▶ _MATERIALS PROVIDED_

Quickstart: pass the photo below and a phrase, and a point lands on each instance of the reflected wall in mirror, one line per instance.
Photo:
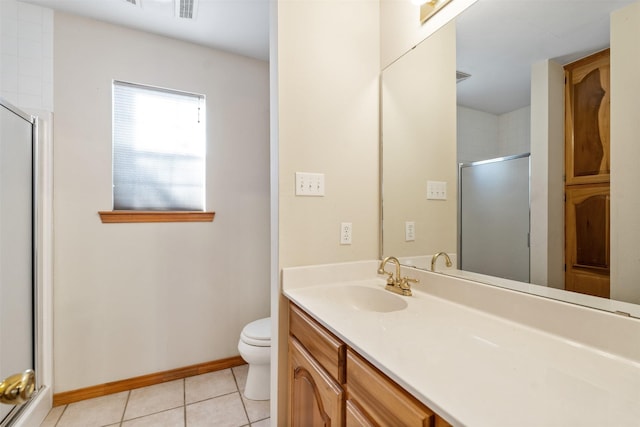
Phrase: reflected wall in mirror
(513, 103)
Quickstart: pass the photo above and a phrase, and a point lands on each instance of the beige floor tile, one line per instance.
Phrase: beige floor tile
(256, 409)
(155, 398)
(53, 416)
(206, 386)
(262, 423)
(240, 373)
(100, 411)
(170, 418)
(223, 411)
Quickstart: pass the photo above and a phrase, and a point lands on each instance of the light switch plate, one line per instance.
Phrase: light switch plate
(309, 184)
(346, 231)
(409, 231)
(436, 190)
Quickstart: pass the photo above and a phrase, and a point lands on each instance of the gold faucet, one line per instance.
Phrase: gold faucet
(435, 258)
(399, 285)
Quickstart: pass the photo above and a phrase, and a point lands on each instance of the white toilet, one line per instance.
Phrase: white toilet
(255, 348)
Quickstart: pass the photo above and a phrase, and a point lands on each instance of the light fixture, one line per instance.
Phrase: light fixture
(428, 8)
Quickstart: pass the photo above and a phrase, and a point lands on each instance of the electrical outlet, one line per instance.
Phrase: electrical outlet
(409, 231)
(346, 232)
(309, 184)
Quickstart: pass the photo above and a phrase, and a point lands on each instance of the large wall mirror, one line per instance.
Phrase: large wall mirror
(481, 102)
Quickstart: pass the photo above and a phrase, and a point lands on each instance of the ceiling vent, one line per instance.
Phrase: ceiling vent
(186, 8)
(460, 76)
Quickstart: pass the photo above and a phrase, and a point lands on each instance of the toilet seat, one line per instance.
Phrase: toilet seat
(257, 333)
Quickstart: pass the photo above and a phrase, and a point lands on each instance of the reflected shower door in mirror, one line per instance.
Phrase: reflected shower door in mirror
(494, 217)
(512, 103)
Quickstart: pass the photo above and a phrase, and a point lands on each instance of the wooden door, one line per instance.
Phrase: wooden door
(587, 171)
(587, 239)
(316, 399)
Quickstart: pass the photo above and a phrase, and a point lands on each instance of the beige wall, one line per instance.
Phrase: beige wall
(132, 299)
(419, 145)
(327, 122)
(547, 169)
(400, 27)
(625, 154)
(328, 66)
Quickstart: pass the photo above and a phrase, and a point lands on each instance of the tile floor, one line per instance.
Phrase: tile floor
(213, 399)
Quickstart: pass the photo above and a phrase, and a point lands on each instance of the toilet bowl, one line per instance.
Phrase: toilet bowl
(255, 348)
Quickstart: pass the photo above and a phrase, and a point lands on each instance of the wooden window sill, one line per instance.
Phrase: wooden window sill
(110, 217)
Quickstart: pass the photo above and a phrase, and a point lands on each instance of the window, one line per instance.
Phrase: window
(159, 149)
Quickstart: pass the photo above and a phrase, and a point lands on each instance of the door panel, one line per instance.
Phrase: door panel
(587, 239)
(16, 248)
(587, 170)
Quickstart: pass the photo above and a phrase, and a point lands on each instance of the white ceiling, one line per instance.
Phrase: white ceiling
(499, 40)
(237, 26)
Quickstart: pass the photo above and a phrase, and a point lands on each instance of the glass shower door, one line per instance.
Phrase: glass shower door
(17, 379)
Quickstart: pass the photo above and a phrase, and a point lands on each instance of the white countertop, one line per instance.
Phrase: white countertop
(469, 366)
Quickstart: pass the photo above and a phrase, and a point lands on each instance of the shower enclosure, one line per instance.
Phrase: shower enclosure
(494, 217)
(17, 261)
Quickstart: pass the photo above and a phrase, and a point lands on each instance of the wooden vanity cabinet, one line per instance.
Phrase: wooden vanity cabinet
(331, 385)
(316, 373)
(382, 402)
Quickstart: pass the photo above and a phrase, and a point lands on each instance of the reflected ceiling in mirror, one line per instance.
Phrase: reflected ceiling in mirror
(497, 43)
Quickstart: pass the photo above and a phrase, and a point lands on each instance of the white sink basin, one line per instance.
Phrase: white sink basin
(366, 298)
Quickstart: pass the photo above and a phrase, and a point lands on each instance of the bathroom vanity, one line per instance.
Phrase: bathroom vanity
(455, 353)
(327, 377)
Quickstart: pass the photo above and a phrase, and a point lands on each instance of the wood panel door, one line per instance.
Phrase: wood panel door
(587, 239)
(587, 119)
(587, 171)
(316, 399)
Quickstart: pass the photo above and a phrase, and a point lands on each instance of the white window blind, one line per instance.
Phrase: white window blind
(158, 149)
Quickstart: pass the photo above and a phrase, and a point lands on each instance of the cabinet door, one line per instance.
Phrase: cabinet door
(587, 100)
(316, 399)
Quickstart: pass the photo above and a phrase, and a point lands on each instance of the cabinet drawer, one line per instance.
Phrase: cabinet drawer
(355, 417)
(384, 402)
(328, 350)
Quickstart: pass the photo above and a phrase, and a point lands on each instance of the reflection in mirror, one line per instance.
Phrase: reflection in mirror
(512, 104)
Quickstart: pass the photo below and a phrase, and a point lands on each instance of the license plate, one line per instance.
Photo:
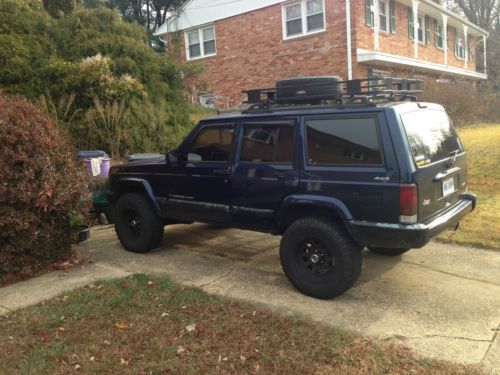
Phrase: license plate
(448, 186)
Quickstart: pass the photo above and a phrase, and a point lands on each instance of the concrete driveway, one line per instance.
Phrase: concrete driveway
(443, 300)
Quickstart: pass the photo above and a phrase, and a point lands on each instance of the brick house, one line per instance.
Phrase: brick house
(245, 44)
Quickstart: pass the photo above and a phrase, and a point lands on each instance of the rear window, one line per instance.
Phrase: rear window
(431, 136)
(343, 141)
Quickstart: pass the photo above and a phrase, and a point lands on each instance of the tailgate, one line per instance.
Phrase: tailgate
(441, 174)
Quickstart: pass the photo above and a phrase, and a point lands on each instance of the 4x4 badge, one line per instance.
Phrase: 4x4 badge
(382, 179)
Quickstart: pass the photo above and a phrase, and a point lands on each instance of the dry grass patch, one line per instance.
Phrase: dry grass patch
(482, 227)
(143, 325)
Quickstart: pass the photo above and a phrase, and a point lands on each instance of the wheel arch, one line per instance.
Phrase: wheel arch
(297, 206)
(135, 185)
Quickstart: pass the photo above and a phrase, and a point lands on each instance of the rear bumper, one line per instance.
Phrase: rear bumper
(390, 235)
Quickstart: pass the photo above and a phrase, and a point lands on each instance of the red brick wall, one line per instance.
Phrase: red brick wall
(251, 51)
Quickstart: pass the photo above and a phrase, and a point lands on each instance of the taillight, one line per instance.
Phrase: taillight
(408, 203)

▶ _ASSIGNED TASK_
Nothing but the text of the listing should be set down, exactly, with the pictures left behind.

▶ _WRITTEN REPLY_
Quickstart: pass the photo below and a phrase, and a point lands on each instance of the reflected wall in mirror, one line per instance.
Photo:
Phrase: reflected wall in mirror
(513, 103)
Quickstart: pass the photo above and a phrase, and a point lands on each instance of the beige floor tile, one line per instance.
Phrase: beige floor tile
(256, 409)
(155, 398)
(53, 416)
(206, 386)
(262, 423)
(240, 373)
(100, 411)
(170, 418)
(223, 411)
Quickstart: pass the photo above and a phrase, and a point lands on each instance of the light switch plate, one line per instance.
Phrase: light switch plate
(309, 184)
(346, 231)
(409, 231)
(436, 190)
Quickstart: pass the photo above and a phrase, and a point lands on each instance of the gold faucet, one line per instance.
Phrase: gold faucet
(435, 258)
(399, 285)
Quickstart: pass the photo above and a phrase, and a point lands on each instance of the white toilet, one line per instance.
Phrase: white toilet
(255, 348)
Quickstart: pass the photo above and a phrase, and a point lands on each instance of the light fixture, one line per instance.
Phrase: light fixture
(428, 8)
Quickstart: pass the photo above and a phrase, and a point lands on each instance of the electrical outlet, one line per instance.
Phrase: electrical outlet
(409, 231)
(346, 232)
(309, 184)
Quickstart: pass the photo above and a phrase, and a point lands on each instance of the large wall mirror, one line per instance.
Phrase: large wall mirror
(481, 102)
Quickstart: pass the photo above and a phrase, and a point lands on each instance of the ceiling vent, one line per instance.
Phrase: ceiling vent
(186, 8)
(460, 76)
Quickstart: pass the photo above and a phrase, and a point lands on each instance of the toilet seat, one line per instance.
Phrase: toilet seat
(257, 333)
Quickstart: pass the photo above and a phrase, and a point lands on each instance of the reflected shower door in mirror, one line per instance.
Phrase: reflected shower door in mirror
(494, 217)
(512, 103)
Quickstart: pass the photo above and a phrase, and a point lands on each instance of the wooden door, one line per instance.
Phrase: wooden door
(587, 171)
(587, 239)
(316, 399)
Quickstart: pass the photo above and a phrase, and a point lands on each instance of the beige wall, one line per instance.
Phrase: beige wall
(132, 299)
(419, 145)
(327, 122)
(547, 169)
(400, 27)
(625, 154)
(328, 66)
Quickstart: pass the photo above and a phrase, and a point lands on each instance of the tile floor, one line per instance.
Phrase: tile floor
(213, 399)
Quickstart: pass the photo above and a phrase, and a point lands on each instance of the toilet bowl, one line per instance.
Phrase: toilet bowl
(255, 348)
Quickstart: pass the photo above and a phrase, and a point lands on each instance of the wooden window sill, one line per instance.
Phrase: wooden window sill
(110, 217)
Quickstart: pass the photo above and a phrase, and a point lands on each instance of the window, one line per instance.
Phrase: window
(159, 149)
Quickstart: pass the photo above and a phrase, and a point lands on each instance of the door panel, one line per instance.
Phrase: door panel
(587, 239)
(16, 248)
(587, 170)
Quickstart: pass the photo above and a phrase, and a point lands on each instance of the white ceiling, one line per instance.
Phrase: white ceiling
(499, 40)
(237, 26)
Quickstart: pass the photo above and a phrase, and a point lands on each instance of the glass shower door, one line per instance.
Phrase: glass shower door
(17, 379)
Quickstart: pass the photo above and a phrase, and a point lands on each instance of the white countertop, one line per instance.
Phrase: white countertop
(469, 366)
Quickstart: pass the photo above and a phrase, and a point lands on each instance of the shower enclosure, one line per instance.
Phrase: shower enclosure
(494, 217)
(17, 261)
Quickstart: pass the photo above and a phrase, and a point lands on each instance of the wooden vanity cabinet, one line per instance.
Phrase: wooden vanity cabinet
(331, 385)
(316, 373)
(382, 402)
Quickstart: pass the photo above and a phrase, and a point lands on each instance of the reflected ceiling in mirror, one line per instance.
Phrase: reflected ceiling in mirror
(497, 43)
Quickstart: pass the photo above and a phrase, and a point lands on each instance of the white sink basin, one line per instance.
Phrase: white sink basin
(366, 298)
Quickstart: pass the photo above and a phrase, and a point lands on each instance of the bathroom vanity, one line per instance.
Phrase: bathroom vanity
(455, 353)
(327, 377)
Quickstart: pass the photo above and a phrase, and a point lands on each instance of the wood panel door, one line per instance.
Phrase: wood panel door
(587, 239)
(587, 119)
(587, 171)
(316, 399)
Quickstart: pass the photo above and a phrase, and a point lands on each instance of the white window blind, one line per instance.
Phrase: white window blind
(158, 149)
Quickstart: pass the photo above and a phrase, and a point lands on each instance of the cabinet door, one line per instance.
Phrase: cabinet door
(587, 100)
(316, 399)
Quickstart: pass the photo above and a phrase, and a point lands on each instance of the cabinet drawer, one line per instance.
Phrase: cabinet drawer
(355, 417)
(384, 402)
(328, 350)
Quickstart: pass the photo above and a phrase, and a point lands on each instance of the reflection in mirror, one line per instance.
Phrase: reflection in mirror
(512, 104)
Quickstart: pass the photo below and a phrase, and a point lands on each instance of the license plate, one line per instance.
Photo:
Phrase: license plate
(448, 186)
Quickstart: pass the photo above and a phrase, and a point lands on each instance of the concrete driveway, one line per instance.
Phrase: concrete driveway
(443, 300)
Quickstart: pass the photo above and a phrase, and a point lands on each instance of the brick house, one line per instance.
Phrase: brick house
(245, 44)
Quickstart: pass the photo above and a phrase, and a point lands on each instance of the rear window, one line per instance.
Phrase: rear window
(431, 136)
(343, 141)
Quickstart: pass the photo above and a phrase, and a point lands on each instance of the tailgate, one line per instance.
Phrase: tailgate
(441, 174)
Quickstart: pass the photo above and a phrase, and a point lands on each instance of the 4x4 badge, one line per instance.
Phrase: 4x4 badge
(382, 179)
Quickstart: pass the photo above and a phrase, and a point lands on each instance of the dry grass patch, one line per instance.
Phrase: dry grass patch
(482, 227)
(143, 325)
Quickstart: pass the photo above and a phrase, and a point lands on each instance of the wheel arch, one line per instance.
Phrase: wheel arch
(297, 206)
(135, 185)
Quickstart: pass the photo above and a phrase, and a point lands on each instance of the rear bumper, one line per instance.
Phrase: rear bumper
(390, 235)
Quickstart: pass the photo above and a phrase, and a point lands on each instance of the red brick wall, one line per instance.
Phrase: red brick wall
(251, 51)
Quickstart: pass the photo above and a phrase, and a point lands on each instance of the taillight, one line per instance.
Phrase: taillight
(408, 203)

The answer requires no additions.